-- START OF SELECTED EXCERPT --

Back to blog home

CI/CD for Machine Learning: Test and Deploy Your ML Model with GitHub Actions

Take control of your multimodal data

Curate and annotate datasets, track experiments, and manage models on a single platform.

Get started
Table of Contents
    Share This Article

    Motivation

    Imagine your company is creating an ML powered service. As a data scientist, you might try to continuously improve the existing ML model.

    Once you find a better model, how do you make sure the service doesn’t break when you deploy the new model?

    Wouldn’t it be nice if you can create a workflow that:

    • Automatically tests a pull request from a team member
    • Merges a pull request when all tests passed
    • Deploy the ML model to the existing service?
    https://cdn-images-1.medium.com/max/800/1*VZLOx6sCq9_Dj1-44mxKOQ.png

    In this article, you will learn how to create such a workflow with GitHub Actions.

    What is GitHub Actions?

    GitHub Actions allows you to automate your workflows, making it faster to build, test, and deploy your code

    In general, a workflow will look similar to the below:

    name: Workflow Name # Name of the workflow
    on: push # Define which events can cause the workflow to run
    jobs: # Define a list of jobs
      first_job: # ID of the job
        name: First Job # Name of the job
        runs-on: ubuntu-latest # Name of machine to run the job on
        steps:
          ...
      second_job:
        name: Second Job
        runs-on: ubuntu-latest
        steps: 
          ...
    

    There are 3 important concepts to understand from the code above:

    • When an event occurs (such as a push or a pull request), a workflow consisting of one or more jobs will be triggered
    • Jobs are independent of each other. Each job is a set of steps that runs inside its own virtual machine runner or inside a container.

-- END OF SELECTED EXCERPT --
-- START OF DATASET ENTRIES --

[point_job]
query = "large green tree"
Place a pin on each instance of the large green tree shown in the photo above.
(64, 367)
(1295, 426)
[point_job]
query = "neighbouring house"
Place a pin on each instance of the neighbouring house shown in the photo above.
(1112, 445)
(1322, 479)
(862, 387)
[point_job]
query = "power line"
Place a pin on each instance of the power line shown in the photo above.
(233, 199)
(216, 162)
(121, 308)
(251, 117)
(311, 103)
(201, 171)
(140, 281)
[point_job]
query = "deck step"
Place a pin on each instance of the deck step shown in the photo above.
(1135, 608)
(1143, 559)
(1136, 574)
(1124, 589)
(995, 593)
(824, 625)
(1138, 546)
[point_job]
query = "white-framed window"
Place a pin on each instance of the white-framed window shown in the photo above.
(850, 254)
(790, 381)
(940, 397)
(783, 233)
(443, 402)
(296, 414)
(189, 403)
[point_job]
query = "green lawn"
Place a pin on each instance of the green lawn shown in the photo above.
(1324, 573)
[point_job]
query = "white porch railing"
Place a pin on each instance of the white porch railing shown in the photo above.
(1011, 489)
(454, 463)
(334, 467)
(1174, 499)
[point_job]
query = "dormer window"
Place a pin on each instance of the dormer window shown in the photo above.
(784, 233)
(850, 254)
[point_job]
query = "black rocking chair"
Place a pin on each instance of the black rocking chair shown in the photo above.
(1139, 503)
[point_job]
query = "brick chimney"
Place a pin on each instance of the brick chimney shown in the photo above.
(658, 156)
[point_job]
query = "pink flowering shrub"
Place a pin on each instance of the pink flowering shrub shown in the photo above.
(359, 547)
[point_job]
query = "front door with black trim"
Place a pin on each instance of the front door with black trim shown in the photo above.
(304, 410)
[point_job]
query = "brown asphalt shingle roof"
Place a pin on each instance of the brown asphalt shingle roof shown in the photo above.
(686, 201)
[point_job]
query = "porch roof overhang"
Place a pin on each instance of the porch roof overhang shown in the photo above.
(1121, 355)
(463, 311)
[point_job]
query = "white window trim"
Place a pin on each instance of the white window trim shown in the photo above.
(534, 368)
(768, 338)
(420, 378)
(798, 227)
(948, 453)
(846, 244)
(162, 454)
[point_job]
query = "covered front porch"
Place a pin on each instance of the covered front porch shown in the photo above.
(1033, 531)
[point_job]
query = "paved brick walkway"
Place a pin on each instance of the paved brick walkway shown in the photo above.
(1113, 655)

-- END OF DATASET ENTRIES --

Continue the article on testing and deploying ML models with GitHub Actions, starting after its last sentence.

[ANSWER TO THIS EXERCISE]:
    • Steps are dependent on each other and are executed in order.
    https://cdn-images-1.medium.com/max/800/1*sE4nHMwuBhN2bp4gLdUpvA.png

    Let’s dig deeper into these concepts in the next few sections.

    Find the Best Parameters

    The first steps in an ML project include experimenting with different parameters and models in a non-master branch. In the previous article, I mentioned how to use MLFlow + DagsHub to log your experiments.

    DagsHub: a GitHub Supplement for Data Scientists and ML Engineers

    https://cdn-images-1.medium.com/max/800/1*AVtGMnz8_2K3dOtQAKCTdQ.png

    Link to the experiments shown above.

    Once we found a combination of parameters and models that has a better performance than the existing model in production, we create a pull request to merge the new code with the master branch.

    Test Code, ML Model, and Application with GitHub Actions

    To make sure that merging new code won’t cause any errors, we will create a workflow that automatically tests the committed code and only allows the one that passes all tests to merge with the master branch.

    https://cdn-images-1.medium.com/max/800/1*hYBqiJuqZ7qL0R6CZrRtgA.png

    We will write a new workflow inside a YAML file under .github/workflows .

    .github
    └── workflows
        └──test_code.yaml
    

    Specify Events

    In this workflow, we use on to specify that the workflow will only run :

    • If an event is a pull request.
    • If the paths of the committed files match certain patterns.
    name: Test code and app
    on:
      pull_request:
        paths: # Run when one or more paths match a pattern listed below
          - config/**
          - training/**
          - application/**
          - .github/workflows/test_code.yaml
    

    Specify Steps

    Next, create a job called test_code , which consists of several steps executed in order.

    jobs:
      test_model:
        name: Test new model
        runs-on: ubuntu-latest
        steps:
          ...
    

    The first few steps will set up the environment before running the code.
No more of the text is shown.